Enunciado 1 >> Reproduce el pasaje de la crítica sobre El rastrero que va desde "Tal es el caso" hasta "de realismo mágico.", ambos incluidos.

Fragmento del texto >>
* * * * *
Teatro. Crítica.
Por Mercedes Eleine González…
El rastrero, la más reciente obra de teatro escrita por la dramaturga cubana Teresa Cifuentes Plá podría haberse llamado : “El trauma de un niño”, o “Un recuerdo que revive”, o “Huellas del pasado”, o “Un dolor que lacera”, o simplemente, “El padre que no conoció”, pero la también poetisa, escritora y directora teatral entendió más contundente y apropiado el título de El rastrero, quizás porque la obra realmente se desarrolla a través de un viaje de una rastra por toda una larga carretera, donde dos choferes dialogan mientras uno de ellos trae recuerdos lacerantes de un pasado que nunca enterró.
A lo largo de la obra y muy bien diseñados se mueven elementos que le aportan una aureola mística, tenebrosa y por momentos alegórica, que la impregnan de una suerte de proféticas visiones que estremecen por su autenticidad, como seres invisibles cuya fuerza omnisciente predice los acontecimientos que están por venir o nos reviven aquellos que precedieron nuestras angustias y placeres.
Tal es el caso de las “letanías”, interpretado por Diana Restrepo, el “viejo del báculo”, interpretado por Bernardo Bernal o la propia “hechicera”, a quien le dio vida Sandra Coronel, cuyos papeles preponderantes de vaticinios, resúmenes narrativos o simplemente especies de deducciones del más allá, semejan voces que llegan de un lejano destino marcado por las conductas de los personajes, como otros tantos protagónicos que merodean por las cercanías de los mismos, personajes místicos que enriquecen la obra de una especie de realismo mágico.
Como bien se explica en el resumen conclusivo de su presentación El rastrero narra el “encuentro de dos rastreros en la carretera”, donde uno de ellos, Rommel, interpretado por el joven actor Steven Salgado, “descubre que su compañero de viaje era el hombre que hacia sexo con su madre cuando él era un niño y para ello su madre lo escondía dentro del armario, por cuyas rendijas viejas él observaba los acontecimientos”; momentos que laceraron su vida posterior y sus vívidos recuerdos que afloran en diálogos como latigazos.
* * * * *
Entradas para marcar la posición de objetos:
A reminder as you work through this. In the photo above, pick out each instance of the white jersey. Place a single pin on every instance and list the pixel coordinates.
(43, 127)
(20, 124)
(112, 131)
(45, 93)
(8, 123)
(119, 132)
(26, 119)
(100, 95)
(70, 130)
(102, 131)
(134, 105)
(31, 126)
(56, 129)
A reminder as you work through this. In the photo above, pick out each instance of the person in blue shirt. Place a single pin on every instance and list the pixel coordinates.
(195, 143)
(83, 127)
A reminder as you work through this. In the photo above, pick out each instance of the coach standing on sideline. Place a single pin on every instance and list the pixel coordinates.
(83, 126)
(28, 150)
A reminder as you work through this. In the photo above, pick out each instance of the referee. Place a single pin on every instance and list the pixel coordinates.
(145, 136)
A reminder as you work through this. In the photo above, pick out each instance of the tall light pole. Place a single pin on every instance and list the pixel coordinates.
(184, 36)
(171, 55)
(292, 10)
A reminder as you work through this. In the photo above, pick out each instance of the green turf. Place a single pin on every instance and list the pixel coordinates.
* * * * *
Enunciado 2 >> Enumera cada línea de las entradas que contenga la palabra "photo".

Solución completa 1 >>
Tal es el caso de las “letanías”, interpretado por Diana Restrepo, el “viejo del báculo”, interpretado por Bernardo Bernal o la propia “hechicera”, a quien le dio vida Sandra Coronel, cuyos papeles preponderantes de vaticinios, resúmenes narrativos o simplemente especies de deducciones del más allá, semejan voces que llegan de un lejano destino marcado por las conductas de los personajes, como otros tantos protagónicos que merodean por las cercanías de los mismos, personajes místicos que enriquecen la obra de una especie de realismo mágico.

Solución completa 2 >>
A reminder as you work through this. In the photo above, pick out each instance of the white jersey. Place a single pin on every instance and list the pixel coordinates.
A reminder as you work through this. In the photo above, pick out each instance of the person in blue shirt. Place a single pin on every instance and list the pixel coordinates.
A reminder as you work through this. In the photo above, pick out each instance of the coach standing on sideline. Place a single pin on every instance and list the pixel coordinates.
A reminder as you work through this. In the photo above, pick out each instance of the referee. Place a single pin on every instance and list the pixel coordinates.
A reminder as you work through this. In the photo above, pick out each instance of the tall light pole. Place a single pin on every instance and list the pixel coordinates.
A reminder as you work through this. In the photo above, pick out each instance of the green turf. Place a single pin on every instance and list the pixel coordinates.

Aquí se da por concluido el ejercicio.